SHORT PROBLEM: Copy out the whole text below about the album Daljine word for word, without changing anything.

DOCUMENT TEXT:
##########
Studio album by Bojana Vunturišević
- Released: April 21, 2017
- Studio: Studio 3000 (Belgrade, Serbia)
- Genre: Electropop; synthpop;
- Length: 34:38
- Label: Mascom Records; Bassivity Digital;
- Producer: Ivan Mirković Bambi

Bojana Vunturišević chronology
| / (/) | Daljine (2017) | Ljubav (2023) |

Singles from Daljine
- "Kese, etikete" Released: March 10, 2017;

= Daljine =

Daljine is the debut solo studio album by Serbian singer-songwriter Bojana Vunturišević. Released on April 21, 2017, under Mascom Records, it was announced with the release of its lead single "Kese, etikete" on March 10, 2017. Daljine represents her first body of work since Vunturišević
parted her ways with the band Svi na pod! and pursued a solo career. The production on Daljine was handled by Vunturišević's past band member, Ivan Mirković Bambi.

Daljine received positive reviews from music critics. On 29 April, the album was promoted with a live show at the Bitef theater in Belgrade.
##########
DATA EXCERPTS:

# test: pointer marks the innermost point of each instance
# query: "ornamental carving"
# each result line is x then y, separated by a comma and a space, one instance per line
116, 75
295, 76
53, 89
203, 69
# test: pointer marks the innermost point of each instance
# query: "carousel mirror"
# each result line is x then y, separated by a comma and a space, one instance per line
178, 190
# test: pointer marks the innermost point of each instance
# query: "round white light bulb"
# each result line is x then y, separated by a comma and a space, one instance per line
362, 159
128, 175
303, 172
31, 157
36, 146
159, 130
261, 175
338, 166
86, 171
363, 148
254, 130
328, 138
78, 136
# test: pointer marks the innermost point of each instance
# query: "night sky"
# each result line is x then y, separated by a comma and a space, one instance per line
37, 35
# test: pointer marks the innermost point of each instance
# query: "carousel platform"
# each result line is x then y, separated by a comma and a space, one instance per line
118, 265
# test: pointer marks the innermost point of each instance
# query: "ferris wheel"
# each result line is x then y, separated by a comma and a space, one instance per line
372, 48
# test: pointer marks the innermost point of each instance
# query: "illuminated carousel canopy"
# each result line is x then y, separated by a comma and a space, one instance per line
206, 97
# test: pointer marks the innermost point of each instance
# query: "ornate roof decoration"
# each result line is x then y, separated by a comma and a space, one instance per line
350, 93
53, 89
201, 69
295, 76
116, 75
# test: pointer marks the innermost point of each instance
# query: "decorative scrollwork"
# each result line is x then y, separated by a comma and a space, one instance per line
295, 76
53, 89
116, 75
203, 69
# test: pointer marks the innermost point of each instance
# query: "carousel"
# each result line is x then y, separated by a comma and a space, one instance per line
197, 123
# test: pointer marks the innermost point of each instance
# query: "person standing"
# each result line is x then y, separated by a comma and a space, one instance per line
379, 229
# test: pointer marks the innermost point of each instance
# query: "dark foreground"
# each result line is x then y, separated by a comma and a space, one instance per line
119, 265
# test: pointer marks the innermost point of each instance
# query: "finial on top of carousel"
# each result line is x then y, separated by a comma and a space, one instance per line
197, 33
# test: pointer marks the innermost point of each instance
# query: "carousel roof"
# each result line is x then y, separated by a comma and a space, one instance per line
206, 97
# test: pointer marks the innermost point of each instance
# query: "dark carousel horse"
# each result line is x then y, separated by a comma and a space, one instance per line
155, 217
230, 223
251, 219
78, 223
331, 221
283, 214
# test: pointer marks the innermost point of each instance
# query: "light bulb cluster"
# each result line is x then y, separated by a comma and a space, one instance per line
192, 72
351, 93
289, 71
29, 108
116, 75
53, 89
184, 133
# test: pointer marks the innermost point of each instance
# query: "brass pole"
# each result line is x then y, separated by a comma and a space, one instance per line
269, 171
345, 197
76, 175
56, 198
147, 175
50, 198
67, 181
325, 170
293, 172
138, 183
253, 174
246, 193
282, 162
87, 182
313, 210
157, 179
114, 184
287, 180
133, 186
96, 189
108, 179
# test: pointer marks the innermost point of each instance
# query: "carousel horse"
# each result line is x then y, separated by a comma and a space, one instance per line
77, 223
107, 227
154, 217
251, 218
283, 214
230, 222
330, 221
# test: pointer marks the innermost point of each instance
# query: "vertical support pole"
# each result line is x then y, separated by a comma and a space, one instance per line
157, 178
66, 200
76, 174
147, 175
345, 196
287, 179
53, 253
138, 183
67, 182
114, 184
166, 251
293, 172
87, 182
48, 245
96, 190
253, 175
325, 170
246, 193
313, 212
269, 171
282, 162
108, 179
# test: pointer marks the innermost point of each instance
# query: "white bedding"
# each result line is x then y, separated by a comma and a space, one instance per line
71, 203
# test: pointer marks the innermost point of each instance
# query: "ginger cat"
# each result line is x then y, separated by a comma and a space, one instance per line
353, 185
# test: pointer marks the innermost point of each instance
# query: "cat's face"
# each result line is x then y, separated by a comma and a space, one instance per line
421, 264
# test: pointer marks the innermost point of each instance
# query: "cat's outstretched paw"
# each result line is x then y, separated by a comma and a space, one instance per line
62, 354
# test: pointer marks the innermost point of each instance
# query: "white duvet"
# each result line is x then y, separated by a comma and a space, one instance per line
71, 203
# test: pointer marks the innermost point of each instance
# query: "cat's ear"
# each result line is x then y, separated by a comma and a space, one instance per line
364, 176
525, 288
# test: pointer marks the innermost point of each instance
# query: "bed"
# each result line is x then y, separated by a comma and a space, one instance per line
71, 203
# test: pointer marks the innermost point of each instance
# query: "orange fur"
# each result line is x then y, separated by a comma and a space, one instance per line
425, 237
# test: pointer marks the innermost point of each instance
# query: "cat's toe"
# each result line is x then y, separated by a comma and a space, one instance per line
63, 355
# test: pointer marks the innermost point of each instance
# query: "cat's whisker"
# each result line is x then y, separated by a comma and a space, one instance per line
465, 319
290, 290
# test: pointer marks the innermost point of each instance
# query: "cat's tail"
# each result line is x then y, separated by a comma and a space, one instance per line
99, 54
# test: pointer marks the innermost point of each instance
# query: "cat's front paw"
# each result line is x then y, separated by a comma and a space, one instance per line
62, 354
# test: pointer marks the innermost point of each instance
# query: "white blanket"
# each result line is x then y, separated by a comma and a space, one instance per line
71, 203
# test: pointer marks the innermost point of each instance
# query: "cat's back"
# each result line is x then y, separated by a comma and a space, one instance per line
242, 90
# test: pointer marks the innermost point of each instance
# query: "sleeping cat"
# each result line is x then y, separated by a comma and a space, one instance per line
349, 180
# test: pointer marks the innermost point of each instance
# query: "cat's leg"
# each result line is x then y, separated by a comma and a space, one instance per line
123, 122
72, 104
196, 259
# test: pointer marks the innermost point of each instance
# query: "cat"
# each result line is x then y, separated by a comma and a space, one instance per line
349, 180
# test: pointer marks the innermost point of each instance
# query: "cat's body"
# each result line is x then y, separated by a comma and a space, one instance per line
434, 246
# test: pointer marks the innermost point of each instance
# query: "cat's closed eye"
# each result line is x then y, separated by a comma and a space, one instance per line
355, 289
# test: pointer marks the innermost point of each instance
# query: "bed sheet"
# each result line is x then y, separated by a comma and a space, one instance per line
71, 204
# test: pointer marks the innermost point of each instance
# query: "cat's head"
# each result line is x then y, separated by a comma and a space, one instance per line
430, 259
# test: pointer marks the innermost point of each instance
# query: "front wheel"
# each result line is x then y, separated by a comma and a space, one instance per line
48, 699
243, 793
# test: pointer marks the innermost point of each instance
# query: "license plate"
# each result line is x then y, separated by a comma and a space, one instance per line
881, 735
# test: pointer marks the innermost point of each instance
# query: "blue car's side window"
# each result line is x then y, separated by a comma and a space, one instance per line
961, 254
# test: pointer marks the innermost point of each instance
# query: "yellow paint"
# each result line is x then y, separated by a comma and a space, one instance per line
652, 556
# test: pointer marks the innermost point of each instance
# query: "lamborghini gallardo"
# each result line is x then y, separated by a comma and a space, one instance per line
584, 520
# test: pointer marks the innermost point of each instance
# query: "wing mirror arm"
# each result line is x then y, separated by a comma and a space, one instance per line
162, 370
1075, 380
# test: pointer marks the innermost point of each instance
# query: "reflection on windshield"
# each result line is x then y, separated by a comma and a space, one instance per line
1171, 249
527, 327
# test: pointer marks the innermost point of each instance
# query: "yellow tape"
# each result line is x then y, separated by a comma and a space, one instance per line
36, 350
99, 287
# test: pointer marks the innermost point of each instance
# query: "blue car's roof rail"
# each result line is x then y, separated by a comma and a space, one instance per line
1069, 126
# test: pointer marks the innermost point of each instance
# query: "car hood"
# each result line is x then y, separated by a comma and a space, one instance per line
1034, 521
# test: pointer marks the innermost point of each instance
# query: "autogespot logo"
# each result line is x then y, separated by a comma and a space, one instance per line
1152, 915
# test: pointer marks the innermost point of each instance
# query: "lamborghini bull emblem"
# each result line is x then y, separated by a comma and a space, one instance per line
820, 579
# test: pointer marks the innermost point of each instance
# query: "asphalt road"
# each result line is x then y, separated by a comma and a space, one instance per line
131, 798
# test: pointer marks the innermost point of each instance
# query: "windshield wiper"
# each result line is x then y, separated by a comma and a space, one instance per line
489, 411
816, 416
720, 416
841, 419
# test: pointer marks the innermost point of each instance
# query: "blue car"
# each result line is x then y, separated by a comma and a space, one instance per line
##########
FULL RESPONSE:
Studio album by Bojana Vunturišević
- Released: April 21, 2017
- Studio: Studio 3000 (Belgrade, Serbia)
- Genre: Electropop; synthpop;
- Length: 34:38
- Label: Mascom Records; Bassivity Digital;
- Producer: Ivan Mirković Bambi

Bojana Vunturišević chronology
| / (/) | Daljine (2017) | Ljubav (2023) |

Singles from Daljine
- "Kese, etikete" Released: March 10, 2017;

= Daljine =

Daljine is the debut solo studio album by Serbian singer-songwriter Bojana Vunturišević. Released on April 21, 2017, under Mascom Records, it was announced with the release of its lead single "Kese, etikete" on March 10, 2017. Daljine represents her first body of work since Vunturišević
parted her ways with the band Svi na pod! and pursued a solo career. The production on Daljine was handled by Vunturišević's past band member, Ivan Mirković Bambi.

Daljine received positive reviews from music critics. On 29 April, the album was promoted with a live show at the Bitef theater in Belgrade.